In the article below on Southwestern Ontario's fall harvest, what share of his acreage was Nathan Streef able to harvest?

----- EXCERPT PROVIDED

Southwestern Ontario’s growers and experts are projecting a mixed bag for the harvest, this fall. While vegetable farmers have felt the brunt of the COVID-19 related labour woes, grain farmers are optimistic about their incoming haul. In short, for vegetable farmers, however, it’s not a real optimistic story.
“It’s been rough. The start of the year was really hard,” Nathan Streef of Streef Produce Limited, east of Woodstock, told strathroyagedispatch.com. “If you don’t get it done right at the start, getting stuff in the ground, it’s a disaster at the end.”
About half the number of migrant workers arrived this year, which limited his harvest to about 60 per cent of his acreage. His asparagus, early in the summer, and green beans, more recently, yielded poor harvests.
Streef said it has been a difficult year for many vegetable farmers. “It hurts the bottom line at the end of the year,” he said. “It’s just been a fight every single day just to move produce.”
Now, he’s about to start harvesting potatoes and sweet potatoes, with the latter coming in rough. Potatoes have been the one silver lining, growing in strong despite a mid-summer drought, Streef said. As he begins planning for next summer, Streef said it’s difficult to know how to adjust his operations amid the looming uncertainty of the pandemic.
Sylvain Charlebois, a professor of agriculture and food security at Dalhousie University who formerly taught at the University of Guelph, said Southwestern Ontario’s farm-belt will likely see a “decent harvest overall” this season. Still, he echoed Streef’s sentiment that next year’s planting season is a long way away, and much could change by then.
“The next season is in eight months, that’s a lifetime in COVID years,” Charlebois said. “Every week has its own adventure, so it’s hard to speculate what will happen.”

----------
----- INPUT DATA

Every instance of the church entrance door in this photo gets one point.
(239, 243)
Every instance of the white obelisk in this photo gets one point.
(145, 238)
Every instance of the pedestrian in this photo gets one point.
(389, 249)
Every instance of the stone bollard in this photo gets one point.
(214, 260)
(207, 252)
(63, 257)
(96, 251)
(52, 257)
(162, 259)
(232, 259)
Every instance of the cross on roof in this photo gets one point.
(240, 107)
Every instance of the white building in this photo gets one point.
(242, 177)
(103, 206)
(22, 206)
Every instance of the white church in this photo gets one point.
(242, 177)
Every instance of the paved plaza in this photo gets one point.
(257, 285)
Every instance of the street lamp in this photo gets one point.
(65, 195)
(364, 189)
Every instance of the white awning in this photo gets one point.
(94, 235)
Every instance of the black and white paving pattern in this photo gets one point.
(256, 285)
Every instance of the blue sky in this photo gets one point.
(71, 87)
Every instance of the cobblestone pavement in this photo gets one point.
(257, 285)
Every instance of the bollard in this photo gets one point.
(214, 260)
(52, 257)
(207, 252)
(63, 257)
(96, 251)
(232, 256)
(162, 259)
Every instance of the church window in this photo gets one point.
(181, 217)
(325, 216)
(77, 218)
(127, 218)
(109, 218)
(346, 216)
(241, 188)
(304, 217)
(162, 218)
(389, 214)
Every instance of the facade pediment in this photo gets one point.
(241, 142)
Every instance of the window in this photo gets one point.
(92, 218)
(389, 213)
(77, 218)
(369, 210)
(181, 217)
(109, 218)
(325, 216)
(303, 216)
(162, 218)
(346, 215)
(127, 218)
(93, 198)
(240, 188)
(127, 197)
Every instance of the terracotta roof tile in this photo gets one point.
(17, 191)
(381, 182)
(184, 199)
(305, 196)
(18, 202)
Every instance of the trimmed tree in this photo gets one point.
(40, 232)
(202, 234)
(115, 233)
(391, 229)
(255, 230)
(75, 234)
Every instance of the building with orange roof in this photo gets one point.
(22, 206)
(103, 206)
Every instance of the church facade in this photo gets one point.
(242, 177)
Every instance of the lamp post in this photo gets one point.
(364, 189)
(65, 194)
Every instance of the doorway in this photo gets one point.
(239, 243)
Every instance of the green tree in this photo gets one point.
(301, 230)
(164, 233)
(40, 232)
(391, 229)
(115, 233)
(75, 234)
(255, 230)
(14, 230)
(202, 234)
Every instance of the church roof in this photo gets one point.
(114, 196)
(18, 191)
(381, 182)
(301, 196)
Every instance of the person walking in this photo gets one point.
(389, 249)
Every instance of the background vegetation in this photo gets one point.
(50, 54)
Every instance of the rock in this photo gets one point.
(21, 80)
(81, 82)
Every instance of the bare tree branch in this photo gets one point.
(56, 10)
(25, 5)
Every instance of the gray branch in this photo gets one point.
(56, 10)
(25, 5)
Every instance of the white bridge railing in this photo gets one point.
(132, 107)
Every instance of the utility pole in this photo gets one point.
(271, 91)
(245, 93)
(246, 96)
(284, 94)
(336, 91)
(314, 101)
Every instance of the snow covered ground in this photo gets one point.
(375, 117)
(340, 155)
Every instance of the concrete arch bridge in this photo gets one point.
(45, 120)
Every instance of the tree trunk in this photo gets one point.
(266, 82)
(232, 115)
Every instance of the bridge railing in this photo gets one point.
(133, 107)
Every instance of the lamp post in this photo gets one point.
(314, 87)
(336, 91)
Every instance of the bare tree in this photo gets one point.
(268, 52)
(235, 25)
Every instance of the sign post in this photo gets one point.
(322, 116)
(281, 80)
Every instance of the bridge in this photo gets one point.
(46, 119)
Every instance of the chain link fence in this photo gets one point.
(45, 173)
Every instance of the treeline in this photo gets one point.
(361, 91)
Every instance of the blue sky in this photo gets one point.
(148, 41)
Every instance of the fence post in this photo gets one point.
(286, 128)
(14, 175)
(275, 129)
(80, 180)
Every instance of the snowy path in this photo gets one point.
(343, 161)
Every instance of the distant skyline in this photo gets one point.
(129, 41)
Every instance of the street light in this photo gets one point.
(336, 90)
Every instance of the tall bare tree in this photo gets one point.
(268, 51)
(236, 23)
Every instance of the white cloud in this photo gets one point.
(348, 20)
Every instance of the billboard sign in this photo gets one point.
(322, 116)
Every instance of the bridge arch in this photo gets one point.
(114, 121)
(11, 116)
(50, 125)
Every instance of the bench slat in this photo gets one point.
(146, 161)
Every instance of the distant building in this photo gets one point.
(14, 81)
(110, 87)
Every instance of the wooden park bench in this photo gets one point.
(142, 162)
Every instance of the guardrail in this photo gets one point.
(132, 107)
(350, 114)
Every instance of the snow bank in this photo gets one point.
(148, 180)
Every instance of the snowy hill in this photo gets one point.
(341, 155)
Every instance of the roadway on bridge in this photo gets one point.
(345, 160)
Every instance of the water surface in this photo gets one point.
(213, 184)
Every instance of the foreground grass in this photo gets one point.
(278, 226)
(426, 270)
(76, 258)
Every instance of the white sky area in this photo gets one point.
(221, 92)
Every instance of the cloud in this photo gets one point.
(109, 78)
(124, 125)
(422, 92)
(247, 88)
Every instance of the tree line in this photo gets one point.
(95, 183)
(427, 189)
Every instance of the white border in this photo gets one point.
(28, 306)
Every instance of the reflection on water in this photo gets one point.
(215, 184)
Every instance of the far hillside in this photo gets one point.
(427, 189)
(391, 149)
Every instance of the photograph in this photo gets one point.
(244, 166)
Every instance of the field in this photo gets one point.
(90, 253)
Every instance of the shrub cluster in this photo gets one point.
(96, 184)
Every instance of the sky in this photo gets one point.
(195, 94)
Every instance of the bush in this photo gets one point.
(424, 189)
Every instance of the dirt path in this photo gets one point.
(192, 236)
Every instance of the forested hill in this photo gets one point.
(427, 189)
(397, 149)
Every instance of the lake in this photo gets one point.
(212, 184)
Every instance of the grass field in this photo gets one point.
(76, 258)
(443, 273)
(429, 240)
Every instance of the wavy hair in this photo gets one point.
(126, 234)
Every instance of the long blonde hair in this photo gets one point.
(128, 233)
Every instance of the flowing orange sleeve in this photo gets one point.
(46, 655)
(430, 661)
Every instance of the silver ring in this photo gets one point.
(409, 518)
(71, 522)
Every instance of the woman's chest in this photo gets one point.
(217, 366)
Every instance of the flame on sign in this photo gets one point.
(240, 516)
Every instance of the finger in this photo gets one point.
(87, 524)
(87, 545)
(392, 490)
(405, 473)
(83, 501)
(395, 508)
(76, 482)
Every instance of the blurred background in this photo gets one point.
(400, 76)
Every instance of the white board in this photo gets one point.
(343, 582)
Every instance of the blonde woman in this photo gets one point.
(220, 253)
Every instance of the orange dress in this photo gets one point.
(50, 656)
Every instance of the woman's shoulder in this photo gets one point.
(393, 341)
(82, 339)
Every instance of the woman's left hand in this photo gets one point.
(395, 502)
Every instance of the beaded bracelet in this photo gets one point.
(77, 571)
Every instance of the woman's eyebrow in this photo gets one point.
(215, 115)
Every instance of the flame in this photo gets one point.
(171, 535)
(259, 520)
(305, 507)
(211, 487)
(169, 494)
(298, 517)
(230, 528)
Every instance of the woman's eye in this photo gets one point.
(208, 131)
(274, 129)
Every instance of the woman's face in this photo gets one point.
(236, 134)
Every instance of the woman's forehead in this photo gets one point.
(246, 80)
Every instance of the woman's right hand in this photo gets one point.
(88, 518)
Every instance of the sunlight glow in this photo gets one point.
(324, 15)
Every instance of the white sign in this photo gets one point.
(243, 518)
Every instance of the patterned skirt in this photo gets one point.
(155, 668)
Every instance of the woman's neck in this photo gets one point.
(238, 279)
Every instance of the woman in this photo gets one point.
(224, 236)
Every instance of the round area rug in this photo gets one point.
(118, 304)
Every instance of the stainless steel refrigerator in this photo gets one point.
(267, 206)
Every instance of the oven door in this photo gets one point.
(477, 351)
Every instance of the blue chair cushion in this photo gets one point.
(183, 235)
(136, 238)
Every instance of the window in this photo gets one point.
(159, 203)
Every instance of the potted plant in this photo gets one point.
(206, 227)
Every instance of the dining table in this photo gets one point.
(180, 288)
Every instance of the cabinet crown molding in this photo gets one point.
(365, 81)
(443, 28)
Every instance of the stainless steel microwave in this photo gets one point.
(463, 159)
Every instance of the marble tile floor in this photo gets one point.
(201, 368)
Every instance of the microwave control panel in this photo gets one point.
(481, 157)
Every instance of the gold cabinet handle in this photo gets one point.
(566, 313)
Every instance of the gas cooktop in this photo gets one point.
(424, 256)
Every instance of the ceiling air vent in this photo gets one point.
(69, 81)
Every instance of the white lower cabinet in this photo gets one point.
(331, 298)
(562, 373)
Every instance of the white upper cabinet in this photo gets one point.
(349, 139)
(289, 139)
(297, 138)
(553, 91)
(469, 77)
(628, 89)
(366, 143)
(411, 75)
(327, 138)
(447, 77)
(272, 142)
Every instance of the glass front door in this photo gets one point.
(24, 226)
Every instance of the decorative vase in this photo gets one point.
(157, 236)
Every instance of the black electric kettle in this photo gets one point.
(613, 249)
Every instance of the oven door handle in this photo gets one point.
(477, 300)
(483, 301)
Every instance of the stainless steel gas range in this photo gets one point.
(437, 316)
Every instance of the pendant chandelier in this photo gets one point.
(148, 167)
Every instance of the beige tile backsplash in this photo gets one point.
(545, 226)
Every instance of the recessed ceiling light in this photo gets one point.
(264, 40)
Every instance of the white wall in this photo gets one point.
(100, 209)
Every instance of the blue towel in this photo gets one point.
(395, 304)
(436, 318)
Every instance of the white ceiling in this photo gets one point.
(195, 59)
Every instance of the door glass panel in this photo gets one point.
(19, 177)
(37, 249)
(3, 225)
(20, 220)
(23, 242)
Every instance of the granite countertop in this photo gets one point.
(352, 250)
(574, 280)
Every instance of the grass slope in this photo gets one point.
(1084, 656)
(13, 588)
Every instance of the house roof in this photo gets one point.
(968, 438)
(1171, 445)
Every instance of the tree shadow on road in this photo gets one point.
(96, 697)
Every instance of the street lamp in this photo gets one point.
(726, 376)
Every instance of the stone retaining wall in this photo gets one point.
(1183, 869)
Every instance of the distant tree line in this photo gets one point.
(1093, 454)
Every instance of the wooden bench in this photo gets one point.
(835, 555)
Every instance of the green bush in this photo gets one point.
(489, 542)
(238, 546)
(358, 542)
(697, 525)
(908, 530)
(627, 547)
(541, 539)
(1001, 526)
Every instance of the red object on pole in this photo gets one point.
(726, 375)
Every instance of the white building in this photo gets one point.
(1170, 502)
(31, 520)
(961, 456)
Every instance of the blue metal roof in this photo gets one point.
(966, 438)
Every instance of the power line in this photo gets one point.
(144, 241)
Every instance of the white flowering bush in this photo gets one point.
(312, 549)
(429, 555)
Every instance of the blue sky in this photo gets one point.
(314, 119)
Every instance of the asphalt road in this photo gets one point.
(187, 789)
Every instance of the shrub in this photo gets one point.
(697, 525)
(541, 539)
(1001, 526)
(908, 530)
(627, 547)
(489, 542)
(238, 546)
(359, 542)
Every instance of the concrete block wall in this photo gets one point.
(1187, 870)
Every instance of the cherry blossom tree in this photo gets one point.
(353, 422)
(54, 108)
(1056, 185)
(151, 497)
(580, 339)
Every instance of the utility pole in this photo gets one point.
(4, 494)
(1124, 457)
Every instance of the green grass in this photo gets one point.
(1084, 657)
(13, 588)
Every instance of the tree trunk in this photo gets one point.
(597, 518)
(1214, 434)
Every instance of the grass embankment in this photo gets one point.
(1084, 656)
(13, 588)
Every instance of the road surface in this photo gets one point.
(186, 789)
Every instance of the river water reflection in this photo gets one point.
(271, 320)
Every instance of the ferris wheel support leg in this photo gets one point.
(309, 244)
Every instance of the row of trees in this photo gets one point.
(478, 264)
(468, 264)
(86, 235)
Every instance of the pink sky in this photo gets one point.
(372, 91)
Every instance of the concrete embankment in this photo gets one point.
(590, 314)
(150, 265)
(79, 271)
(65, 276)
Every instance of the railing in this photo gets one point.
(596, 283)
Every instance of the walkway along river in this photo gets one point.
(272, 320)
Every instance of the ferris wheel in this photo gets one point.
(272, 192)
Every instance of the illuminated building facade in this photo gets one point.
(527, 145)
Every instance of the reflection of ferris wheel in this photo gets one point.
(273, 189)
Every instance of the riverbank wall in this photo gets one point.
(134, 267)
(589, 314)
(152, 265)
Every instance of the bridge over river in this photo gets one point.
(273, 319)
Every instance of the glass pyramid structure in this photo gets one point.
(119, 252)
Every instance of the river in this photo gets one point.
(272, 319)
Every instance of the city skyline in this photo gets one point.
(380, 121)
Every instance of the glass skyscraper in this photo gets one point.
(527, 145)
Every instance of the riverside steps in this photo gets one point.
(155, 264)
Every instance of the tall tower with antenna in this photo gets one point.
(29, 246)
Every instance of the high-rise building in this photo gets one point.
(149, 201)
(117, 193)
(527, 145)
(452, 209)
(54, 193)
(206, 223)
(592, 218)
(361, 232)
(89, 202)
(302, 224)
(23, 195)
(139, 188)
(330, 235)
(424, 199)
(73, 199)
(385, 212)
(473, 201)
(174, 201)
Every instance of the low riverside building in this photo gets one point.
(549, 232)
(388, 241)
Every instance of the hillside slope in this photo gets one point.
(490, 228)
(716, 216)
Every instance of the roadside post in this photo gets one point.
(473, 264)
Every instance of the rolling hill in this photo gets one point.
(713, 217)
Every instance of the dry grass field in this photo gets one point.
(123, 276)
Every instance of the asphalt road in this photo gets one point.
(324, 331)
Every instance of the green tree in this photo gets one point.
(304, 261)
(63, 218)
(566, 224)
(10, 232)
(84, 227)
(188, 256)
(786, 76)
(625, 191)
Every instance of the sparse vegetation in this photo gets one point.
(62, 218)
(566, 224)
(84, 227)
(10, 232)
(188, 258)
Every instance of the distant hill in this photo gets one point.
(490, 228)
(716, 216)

----------

-- ANSWER FOR THIS EXERCISE --
About 60 percent of his acreage.